## [MATERIAL FOR THE TASK]
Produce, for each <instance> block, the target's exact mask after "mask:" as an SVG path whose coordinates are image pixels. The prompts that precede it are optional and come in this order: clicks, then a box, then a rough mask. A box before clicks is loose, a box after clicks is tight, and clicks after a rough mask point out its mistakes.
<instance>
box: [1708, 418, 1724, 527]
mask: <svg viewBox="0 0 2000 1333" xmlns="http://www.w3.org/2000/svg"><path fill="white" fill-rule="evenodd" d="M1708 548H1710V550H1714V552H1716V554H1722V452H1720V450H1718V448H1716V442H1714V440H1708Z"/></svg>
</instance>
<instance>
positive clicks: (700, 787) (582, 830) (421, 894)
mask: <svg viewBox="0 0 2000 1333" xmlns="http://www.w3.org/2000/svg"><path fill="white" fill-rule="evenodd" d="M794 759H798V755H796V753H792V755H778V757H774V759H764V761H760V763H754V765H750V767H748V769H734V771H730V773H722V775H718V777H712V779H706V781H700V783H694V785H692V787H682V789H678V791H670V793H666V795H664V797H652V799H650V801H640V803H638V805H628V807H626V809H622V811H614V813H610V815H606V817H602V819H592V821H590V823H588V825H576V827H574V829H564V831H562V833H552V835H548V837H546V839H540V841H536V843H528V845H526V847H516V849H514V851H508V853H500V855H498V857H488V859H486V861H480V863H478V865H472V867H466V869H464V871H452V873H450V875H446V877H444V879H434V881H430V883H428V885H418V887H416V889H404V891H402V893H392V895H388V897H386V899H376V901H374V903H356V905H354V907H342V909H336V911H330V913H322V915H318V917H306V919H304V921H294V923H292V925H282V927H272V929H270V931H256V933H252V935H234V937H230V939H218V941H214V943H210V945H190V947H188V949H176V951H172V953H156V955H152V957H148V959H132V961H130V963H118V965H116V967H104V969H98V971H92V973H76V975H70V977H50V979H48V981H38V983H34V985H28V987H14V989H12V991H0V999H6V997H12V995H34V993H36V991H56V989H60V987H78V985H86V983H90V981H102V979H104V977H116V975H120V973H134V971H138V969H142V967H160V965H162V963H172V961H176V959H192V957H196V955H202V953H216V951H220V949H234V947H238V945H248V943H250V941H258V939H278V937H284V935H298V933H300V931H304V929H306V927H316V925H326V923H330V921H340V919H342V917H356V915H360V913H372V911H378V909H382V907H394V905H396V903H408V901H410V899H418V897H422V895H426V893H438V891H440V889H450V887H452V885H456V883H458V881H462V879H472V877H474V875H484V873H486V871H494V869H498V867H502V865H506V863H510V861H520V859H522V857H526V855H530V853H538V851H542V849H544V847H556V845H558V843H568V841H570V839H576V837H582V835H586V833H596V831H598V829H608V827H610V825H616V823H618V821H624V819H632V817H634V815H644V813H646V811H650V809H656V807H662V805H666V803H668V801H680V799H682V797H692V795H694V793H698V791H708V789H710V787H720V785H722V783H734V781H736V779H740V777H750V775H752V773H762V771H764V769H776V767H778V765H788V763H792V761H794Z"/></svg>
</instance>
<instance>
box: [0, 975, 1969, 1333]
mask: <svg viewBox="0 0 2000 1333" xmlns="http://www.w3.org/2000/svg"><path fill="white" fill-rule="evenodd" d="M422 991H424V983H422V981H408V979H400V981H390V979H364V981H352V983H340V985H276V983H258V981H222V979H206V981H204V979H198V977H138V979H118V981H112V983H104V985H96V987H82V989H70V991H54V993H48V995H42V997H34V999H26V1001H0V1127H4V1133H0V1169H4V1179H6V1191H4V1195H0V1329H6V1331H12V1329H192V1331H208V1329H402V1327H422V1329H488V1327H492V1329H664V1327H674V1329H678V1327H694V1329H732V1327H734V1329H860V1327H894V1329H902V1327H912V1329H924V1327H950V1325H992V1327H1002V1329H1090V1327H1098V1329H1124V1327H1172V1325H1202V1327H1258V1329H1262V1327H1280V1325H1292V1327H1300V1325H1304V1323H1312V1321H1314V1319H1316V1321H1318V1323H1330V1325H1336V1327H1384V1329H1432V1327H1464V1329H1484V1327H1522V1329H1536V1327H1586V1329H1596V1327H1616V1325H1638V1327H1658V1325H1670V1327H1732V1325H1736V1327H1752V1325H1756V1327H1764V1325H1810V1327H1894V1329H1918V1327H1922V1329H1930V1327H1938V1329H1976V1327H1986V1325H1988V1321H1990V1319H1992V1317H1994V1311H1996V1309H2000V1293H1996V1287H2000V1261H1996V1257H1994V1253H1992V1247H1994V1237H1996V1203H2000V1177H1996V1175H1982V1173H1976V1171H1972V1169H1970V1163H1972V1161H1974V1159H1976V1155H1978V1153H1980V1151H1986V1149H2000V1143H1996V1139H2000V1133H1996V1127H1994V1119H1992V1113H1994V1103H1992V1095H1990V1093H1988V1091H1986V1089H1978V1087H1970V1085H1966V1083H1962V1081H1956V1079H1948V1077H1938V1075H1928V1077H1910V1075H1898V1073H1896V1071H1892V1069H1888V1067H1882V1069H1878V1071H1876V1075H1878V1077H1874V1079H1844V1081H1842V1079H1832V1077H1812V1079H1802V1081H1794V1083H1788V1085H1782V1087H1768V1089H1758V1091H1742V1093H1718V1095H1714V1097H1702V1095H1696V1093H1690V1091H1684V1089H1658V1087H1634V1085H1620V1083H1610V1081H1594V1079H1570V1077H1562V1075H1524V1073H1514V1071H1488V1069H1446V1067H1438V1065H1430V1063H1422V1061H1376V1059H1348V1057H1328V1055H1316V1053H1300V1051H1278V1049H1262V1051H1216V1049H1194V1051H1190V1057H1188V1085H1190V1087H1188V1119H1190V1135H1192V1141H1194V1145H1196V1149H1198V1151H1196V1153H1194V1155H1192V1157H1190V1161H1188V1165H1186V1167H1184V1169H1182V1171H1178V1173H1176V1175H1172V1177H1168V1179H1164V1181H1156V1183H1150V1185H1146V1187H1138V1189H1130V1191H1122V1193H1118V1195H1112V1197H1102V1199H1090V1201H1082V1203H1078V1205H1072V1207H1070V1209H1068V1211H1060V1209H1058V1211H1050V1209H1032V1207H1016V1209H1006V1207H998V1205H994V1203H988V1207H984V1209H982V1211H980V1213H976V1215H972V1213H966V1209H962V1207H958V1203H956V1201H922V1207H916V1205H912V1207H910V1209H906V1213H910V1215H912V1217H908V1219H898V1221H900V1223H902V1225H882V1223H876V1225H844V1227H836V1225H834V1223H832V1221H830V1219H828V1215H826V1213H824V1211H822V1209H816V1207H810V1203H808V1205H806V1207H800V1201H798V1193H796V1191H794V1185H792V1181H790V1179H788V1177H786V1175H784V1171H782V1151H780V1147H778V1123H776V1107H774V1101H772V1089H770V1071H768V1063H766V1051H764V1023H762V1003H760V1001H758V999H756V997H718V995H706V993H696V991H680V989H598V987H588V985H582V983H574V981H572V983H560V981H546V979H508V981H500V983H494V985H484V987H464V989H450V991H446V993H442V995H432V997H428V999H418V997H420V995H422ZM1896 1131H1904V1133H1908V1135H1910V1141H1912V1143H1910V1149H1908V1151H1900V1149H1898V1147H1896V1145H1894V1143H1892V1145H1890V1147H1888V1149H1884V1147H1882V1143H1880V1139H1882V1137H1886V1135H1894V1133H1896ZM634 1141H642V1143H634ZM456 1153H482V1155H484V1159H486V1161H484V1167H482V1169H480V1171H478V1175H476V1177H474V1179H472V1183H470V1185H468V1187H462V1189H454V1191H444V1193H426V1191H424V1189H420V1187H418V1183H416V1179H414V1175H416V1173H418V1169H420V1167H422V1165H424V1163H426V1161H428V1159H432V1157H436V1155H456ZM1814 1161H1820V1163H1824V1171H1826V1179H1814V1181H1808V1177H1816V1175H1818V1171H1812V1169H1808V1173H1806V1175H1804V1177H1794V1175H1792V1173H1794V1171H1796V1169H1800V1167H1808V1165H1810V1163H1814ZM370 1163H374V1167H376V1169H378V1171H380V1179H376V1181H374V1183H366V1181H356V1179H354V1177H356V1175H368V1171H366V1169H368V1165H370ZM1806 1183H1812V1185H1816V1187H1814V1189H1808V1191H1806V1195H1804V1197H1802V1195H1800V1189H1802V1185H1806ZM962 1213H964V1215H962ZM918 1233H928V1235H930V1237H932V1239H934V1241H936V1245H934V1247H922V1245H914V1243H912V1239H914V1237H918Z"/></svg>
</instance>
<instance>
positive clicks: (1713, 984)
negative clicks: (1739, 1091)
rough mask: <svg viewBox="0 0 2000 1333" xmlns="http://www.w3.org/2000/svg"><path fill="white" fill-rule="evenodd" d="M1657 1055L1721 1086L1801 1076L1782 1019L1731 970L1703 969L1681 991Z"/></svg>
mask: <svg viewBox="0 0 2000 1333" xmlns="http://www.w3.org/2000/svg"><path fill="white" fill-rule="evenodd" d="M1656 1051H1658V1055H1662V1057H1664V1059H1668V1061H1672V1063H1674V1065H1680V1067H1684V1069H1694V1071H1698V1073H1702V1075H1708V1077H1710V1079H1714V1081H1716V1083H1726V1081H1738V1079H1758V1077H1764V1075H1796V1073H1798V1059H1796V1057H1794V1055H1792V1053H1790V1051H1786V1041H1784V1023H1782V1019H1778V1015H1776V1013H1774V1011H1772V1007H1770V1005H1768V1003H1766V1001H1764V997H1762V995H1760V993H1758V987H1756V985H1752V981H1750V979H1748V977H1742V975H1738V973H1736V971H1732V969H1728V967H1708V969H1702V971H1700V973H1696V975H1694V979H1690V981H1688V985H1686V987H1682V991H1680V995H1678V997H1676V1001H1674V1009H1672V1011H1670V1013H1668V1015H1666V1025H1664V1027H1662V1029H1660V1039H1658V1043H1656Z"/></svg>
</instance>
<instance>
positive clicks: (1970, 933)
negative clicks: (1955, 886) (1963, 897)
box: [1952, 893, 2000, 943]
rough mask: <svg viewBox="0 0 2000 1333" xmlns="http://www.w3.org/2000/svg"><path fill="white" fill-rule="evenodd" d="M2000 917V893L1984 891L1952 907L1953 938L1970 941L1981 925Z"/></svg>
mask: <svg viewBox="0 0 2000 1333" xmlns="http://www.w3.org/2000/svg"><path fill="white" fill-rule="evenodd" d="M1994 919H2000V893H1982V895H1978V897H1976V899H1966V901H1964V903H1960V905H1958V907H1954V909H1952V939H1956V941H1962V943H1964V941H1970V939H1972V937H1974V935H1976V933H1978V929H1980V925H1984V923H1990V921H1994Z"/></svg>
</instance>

## [PROBLEM TO WORK ON]
Turn everything from the line containing "917V893L1984 891L1952 907L1953" down to the last of the lines above into a numbered list, skipping any blank lines.

## [SOLUTION TO THE EXERCISE]
1. rough mask: <svg viewBox="0 0 2000 1333" xmlns="http://www.w3.org/2000/svg"><path fill="white" fill-rule="evenodd" d="M2000 917V893L1984 891L1952 907L1953 938L1970 941L1981 925Z"/></svg>
2. mask: <svg viewBox="0 0 2000 1333" xmlns="http://www.w3.org/2000/svg"><path fill="white" fill-rule="evenodd" d="M1994 919H2000V893H1982V895H1978V897H1976V899H1966V901H1964V903H1960V905H1958V907H1954V909H1952V939H1956V941H1962V943H1964V941H1970V939H1972V937H1974V935H1976V933H1978V929H1980V925H1984V923H1990V921H1994Z"/></svg>
3. </instance>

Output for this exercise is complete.